──────── PASSAGE TO READ

Water Buffalo works as a novel, and some of the humor is irresistible. The shattering ending sobers the reader, in part because it is unexpected. But I suspect the book will please aging hippies more than Marines. On the heels of last year’s Matterhorn by Karl Marlantes and in light of the classic Jarhead by Anthony Swofford (2003), both outstanding in their documentation of Marine culture, Babbs’s book feels inauthentic. The effect is sharpened by occasional misspellings of Vietnamese words, personal names, and place names. Babbs seems unaware of the significance of Vietnamese names, all meaningful and all poetic. Witness Xuan Mai, “tomorrow is spring,” and Bach Tuyet, “white snow.” Babbs gives one Vietnamese character the name Trung Nhut, unlikely because it means either “most central” or “Sino-Japanese,” depending on the tone.

In sum, I can recommend Who Shot the Water Buffalo as a Vietnam war novel, but only after the work of Tim O’Brien, Robert Olen Butler and especially Karl Marlantes.

Tom Glenn, a speaker of Vietnamese, spent many years in Vietnam during the war. Col. Al Gray, later Commandant of the Marine Corps, managed Tom’s evacuation under enemy fire when Saigon fell in 1975.

────────────────

• **GIVEN PROBLEM 1**
Pick out every line in the listing that contains the string "cross". Case counts.

──────── GIVEN INFORMATION

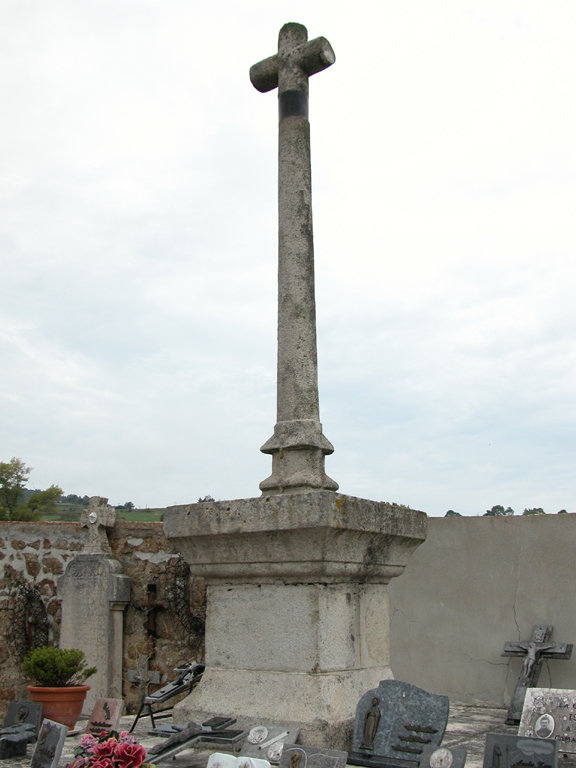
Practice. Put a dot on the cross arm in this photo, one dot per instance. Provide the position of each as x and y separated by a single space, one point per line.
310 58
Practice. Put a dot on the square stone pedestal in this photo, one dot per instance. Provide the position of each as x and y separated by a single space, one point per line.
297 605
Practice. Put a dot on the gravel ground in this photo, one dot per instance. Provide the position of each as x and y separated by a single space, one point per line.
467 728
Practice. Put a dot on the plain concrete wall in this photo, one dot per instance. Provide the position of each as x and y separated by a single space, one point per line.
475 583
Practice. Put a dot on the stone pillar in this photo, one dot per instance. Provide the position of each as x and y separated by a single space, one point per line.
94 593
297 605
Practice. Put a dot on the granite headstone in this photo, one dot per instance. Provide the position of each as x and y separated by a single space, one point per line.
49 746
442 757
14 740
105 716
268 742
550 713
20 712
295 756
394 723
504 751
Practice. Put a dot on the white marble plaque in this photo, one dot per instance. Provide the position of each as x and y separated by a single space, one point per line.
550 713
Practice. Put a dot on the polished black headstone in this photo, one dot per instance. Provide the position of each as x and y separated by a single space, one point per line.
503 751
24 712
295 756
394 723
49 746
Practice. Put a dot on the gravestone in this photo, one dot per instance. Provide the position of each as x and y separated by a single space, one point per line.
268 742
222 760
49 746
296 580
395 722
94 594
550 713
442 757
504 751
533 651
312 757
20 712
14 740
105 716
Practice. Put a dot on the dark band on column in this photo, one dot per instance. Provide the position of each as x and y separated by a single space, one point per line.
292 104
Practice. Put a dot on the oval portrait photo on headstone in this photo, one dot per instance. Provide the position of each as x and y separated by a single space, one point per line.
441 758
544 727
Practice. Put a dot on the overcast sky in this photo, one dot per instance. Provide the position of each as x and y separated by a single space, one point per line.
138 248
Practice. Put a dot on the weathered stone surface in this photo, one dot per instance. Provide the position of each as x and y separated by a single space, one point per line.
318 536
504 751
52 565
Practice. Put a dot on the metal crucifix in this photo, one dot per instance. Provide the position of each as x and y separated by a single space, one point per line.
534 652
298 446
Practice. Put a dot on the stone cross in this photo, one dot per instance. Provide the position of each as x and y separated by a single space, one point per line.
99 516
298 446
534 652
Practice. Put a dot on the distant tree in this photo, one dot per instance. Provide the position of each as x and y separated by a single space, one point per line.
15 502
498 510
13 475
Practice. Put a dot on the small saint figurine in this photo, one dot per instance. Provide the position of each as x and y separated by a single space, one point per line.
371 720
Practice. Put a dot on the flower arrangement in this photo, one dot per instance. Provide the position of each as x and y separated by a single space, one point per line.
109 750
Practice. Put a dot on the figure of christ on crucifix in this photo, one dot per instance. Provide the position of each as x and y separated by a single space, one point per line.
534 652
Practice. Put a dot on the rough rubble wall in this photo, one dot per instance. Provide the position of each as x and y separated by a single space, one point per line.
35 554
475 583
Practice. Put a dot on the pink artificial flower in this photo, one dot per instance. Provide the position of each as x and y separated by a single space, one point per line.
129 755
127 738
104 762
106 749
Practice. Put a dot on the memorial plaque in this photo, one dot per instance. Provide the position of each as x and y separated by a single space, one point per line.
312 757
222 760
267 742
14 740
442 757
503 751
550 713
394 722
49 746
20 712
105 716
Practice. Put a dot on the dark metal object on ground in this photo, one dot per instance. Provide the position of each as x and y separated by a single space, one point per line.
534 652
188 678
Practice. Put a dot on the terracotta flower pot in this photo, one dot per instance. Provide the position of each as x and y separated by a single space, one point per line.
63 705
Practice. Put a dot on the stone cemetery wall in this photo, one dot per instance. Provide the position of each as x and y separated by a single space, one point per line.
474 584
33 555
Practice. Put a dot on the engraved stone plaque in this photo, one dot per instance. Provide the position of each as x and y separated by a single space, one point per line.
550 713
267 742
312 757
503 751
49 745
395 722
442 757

────────────────

• **GIVEN PROBLEM 2**
Extract the passage of the book review between "Water Buffalo works" and "on the tone.", inclusive.

• **COMPLETE ANSWER 1**
Practice. Put a dot on the cross arm in this photo, one dot per instance. Provide the position of each as x and y separated by a single space, one point per line.
Practice. Put a dot on the stone cross in this photo, one dot per instance. Provide the position of each as x and y separated by a single space, one point per line.

• **COMPLETE ANSWER 2**
Water Buffalo works as a novel, and some of the humor is irresistible. The shattering ending sobers the reader, in part because it is unexpected. But I suspect the book will please aging hippies more than Marines. On the heels of last year’s Matterhorn by Karl Marlantes and in light of the classic Jarhead by Anthony Swofford (2003), both outstanding in their documentation of Marine culture, Babbs’s book feels inauthentic. The effect is sharpened by occasional misspellings of Vietnamese words, personal names, and place names. Babbs seems unaware of the significance of Vietnamese names, all meaningful and all poetic. Witness Xuan Mai, “tomorrow is spring,” and Bach Tuyet, “white snow.” Babbs gives one Vietnamese character the name Trung Nhut, unlikely because it means either “most central” or “Sino-Japanese,” depending on the tone.